(Collection entries)
________________
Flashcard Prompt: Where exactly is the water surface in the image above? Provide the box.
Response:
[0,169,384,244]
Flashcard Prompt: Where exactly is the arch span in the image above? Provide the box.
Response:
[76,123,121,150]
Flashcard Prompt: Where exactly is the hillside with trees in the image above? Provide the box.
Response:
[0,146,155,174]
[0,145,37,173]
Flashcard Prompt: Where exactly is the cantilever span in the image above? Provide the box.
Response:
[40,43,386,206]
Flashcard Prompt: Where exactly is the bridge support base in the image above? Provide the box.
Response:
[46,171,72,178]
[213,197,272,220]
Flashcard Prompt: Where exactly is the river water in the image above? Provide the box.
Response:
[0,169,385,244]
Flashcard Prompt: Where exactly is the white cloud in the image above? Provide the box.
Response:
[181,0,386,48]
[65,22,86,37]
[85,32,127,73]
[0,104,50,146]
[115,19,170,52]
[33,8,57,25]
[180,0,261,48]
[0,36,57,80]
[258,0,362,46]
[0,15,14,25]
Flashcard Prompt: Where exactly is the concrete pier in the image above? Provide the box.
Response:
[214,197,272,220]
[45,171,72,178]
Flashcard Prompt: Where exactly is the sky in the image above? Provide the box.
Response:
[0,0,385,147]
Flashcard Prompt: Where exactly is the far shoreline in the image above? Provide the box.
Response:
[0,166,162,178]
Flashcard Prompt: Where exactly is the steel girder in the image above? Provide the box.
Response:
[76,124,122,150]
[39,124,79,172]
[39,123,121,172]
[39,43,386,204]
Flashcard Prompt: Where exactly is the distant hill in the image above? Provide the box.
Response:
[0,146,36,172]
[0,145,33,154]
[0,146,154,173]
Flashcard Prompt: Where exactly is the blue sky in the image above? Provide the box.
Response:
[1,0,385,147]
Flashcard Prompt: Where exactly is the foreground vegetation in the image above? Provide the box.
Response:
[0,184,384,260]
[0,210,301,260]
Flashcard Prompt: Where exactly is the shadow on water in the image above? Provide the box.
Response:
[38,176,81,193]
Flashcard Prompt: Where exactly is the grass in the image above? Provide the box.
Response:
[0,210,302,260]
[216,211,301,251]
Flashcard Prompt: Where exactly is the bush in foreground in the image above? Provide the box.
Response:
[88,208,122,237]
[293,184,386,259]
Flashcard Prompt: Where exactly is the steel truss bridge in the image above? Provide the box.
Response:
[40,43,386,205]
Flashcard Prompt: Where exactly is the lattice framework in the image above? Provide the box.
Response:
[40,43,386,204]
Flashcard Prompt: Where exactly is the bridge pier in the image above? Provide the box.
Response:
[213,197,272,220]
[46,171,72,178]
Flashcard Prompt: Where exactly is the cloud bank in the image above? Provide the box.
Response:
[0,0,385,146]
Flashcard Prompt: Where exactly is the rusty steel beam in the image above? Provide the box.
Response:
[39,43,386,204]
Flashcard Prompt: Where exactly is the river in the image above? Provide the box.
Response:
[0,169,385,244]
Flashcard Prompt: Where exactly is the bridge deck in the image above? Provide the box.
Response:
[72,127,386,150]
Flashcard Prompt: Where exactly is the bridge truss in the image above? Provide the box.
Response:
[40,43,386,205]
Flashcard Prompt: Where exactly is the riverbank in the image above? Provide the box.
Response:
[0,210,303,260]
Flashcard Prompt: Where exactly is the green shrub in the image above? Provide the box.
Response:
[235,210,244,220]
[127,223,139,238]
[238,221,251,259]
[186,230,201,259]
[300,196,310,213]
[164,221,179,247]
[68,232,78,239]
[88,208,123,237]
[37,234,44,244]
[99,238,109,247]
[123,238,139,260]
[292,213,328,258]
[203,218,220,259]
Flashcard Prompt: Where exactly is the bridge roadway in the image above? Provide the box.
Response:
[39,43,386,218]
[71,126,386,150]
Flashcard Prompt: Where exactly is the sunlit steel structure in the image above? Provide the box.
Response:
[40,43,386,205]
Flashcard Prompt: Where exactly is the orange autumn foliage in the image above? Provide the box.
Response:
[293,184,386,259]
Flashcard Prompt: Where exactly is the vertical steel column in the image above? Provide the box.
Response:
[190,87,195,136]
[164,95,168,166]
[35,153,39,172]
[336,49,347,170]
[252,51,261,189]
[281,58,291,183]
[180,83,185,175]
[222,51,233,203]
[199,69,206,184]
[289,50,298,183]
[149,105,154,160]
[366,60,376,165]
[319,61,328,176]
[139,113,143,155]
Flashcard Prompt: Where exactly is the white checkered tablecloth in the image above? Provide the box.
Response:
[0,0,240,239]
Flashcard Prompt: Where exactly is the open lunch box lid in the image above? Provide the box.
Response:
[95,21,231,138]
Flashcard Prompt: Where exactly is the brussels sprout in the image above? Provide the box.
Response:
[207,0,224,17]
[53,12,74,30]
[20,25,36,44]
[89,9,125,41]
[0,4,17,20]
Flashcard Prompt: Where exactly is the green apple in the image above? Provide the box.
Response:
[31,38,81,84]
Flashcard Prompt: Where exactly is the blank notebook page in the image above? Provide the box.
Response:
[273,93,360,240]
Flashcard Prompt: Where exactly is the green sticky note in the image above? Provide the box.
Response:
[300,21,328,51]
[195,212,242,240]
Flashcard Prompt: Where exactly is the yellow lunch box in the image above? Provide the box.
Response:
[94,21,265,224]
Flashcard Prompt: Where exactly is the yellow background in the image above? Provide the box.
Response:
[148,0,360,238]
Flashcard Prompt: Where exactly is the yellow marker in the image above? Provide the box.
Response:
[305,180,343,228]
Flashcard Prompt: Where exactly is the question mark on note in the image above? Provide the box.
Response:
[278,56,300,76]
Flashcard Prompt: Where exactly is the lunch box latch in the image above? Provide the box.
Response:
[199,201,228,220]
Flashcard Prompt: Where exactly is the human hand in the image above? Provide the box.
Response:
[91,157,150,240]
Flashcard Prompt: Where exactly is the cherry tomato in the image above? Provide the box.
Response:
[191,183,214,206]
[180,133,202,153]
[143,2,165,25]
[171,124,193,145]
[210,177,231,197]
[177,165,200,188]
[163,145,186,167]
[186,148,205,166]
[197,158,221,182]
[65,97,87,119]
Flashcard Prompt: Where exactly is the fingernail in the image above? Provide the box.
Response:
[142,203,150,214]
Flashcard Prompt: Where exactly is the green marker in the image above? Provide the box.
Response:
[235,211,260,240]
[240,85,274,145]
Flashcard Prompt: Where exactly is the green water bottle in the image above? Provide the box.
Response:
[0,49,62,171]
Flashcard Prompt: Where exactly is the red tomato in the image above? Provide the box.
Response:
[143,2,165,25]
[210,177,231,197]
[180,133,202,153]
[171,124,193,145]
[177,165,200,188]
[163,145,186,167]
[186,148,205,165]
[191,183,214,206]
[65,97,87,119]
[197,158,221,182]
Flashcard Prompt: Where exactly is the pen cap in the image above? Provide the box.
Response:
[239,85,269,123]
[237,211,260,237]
________________
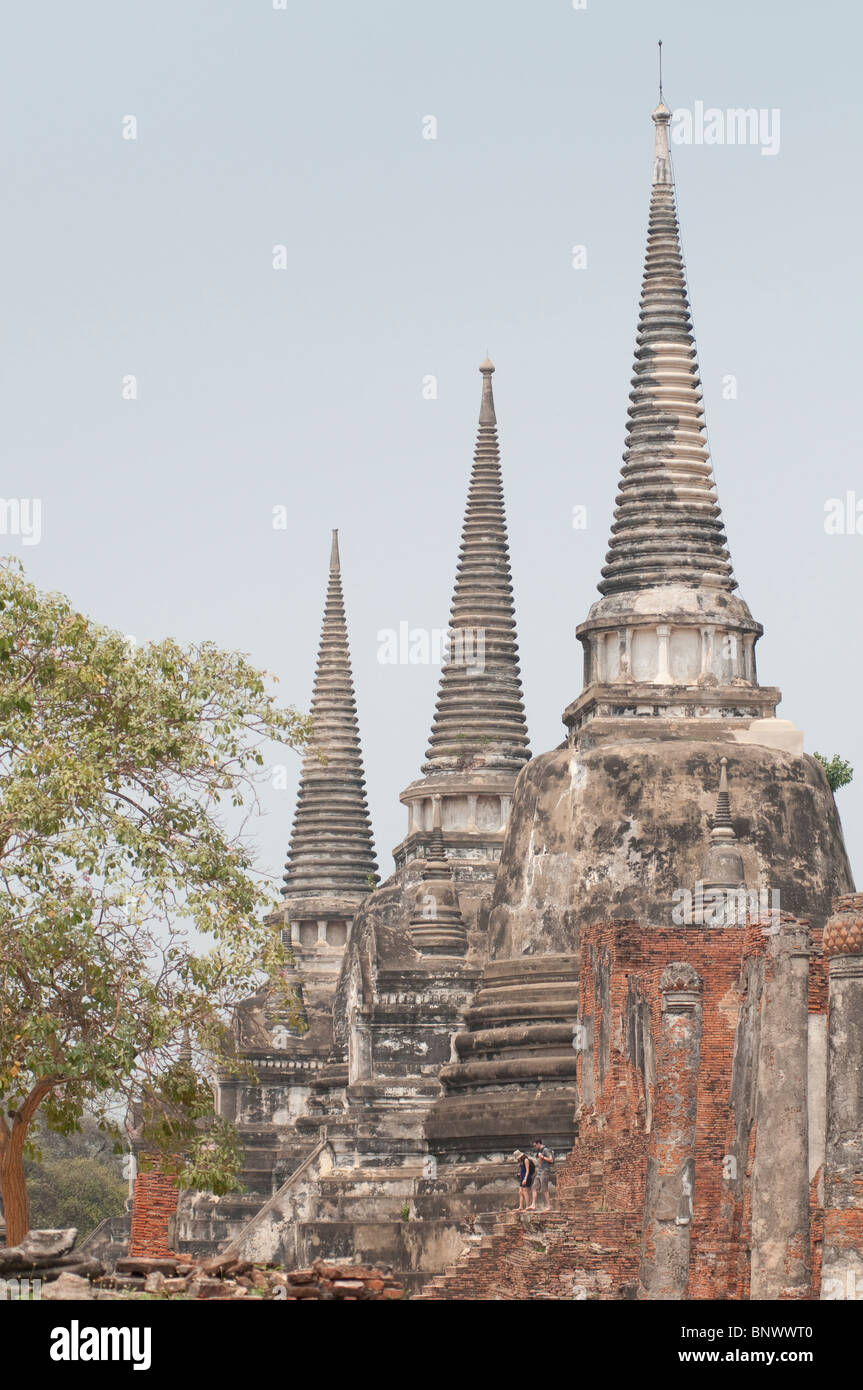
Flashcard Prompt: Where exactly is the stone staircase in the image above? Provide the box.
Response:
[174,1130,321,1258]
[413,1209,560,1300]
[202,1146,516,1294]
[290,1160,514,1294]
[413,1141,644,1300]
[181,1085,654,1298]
________________
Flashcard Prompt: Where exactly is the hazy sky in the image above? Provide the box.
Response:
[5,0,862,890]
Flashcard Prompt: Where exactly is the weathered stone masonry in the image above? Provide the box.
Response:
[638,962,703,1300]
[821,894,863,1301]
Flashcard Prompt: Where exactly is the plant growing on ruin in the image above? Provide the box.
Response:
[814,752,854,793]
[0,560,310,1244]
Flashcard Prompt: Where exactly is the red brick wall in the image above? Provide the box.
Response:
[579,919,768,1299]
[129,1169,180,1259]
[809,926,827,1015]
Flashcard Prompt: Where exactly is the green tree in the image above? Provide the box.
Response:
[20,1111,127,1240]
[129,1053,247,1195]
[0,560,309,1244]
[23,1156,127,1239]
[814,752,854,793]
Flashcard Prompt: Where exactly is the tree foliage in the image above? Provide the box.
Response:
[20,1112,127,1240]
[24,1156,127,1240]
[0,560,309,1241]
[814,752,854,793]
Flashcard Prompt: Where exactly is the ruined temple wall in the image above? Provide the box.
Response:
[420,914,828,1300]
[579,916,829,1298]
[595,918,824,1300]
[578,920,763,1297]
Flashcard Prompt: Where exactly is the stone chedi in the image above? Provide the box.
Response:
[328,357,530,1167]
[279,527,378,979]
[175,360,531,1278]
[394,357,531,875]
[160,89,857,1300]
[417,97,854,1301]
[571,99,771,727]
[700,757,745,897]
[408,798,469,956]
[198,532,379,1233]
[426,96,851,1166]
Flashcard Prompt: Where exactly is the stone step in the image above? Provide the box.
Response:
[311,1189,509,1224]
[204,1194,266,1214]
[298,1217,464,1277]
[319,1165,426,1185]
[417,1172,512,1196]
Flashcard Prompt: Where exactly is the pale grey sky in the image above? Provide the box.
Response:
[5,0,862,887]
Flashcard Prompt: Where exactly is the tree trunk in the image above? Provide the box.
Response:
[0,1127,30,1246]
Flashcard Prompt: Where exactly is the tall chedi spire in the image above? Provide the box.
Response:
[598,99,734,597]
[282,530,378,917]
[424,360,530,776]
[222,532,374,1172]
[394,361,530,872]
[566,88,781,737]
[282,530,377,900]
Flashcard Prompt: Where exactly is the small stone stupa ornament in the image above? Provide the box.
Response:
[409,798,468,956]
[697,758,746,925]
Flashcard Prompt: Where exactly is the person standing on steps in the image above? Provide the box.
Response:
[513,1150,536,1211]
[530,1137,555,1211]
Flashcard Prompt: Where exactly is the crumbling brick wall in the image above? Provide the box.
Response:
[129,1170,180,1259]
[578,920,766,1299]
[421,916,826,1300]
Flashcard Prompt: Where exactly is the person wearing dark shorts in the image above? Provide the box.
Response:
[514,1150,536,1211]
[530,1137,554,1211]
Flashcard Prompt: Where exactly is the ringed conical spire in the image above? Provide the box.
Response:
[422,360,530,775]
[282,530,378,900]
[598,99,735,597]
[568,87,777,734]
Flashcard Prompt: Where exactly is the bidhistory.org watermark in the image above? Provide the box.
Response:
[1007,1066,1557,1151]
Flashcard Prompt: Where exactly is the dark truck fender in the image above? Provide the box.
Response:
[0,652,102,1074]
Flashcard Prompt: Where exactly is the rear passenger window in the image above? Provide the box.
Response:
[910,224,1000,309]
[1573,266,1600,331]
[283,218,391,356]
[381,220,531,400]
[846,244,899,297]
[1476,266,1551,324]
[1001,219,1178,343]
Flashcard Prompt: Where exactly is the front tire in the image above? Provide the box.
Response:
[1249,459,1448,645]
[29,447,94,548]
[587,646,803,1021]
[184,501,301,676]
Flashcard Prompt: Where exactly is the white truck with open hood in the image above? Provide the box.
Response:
________________
> **Directions for this task**
Within the records, the lines containing the string "brick" are to be counted and their number given without comment.

> **Response box**
2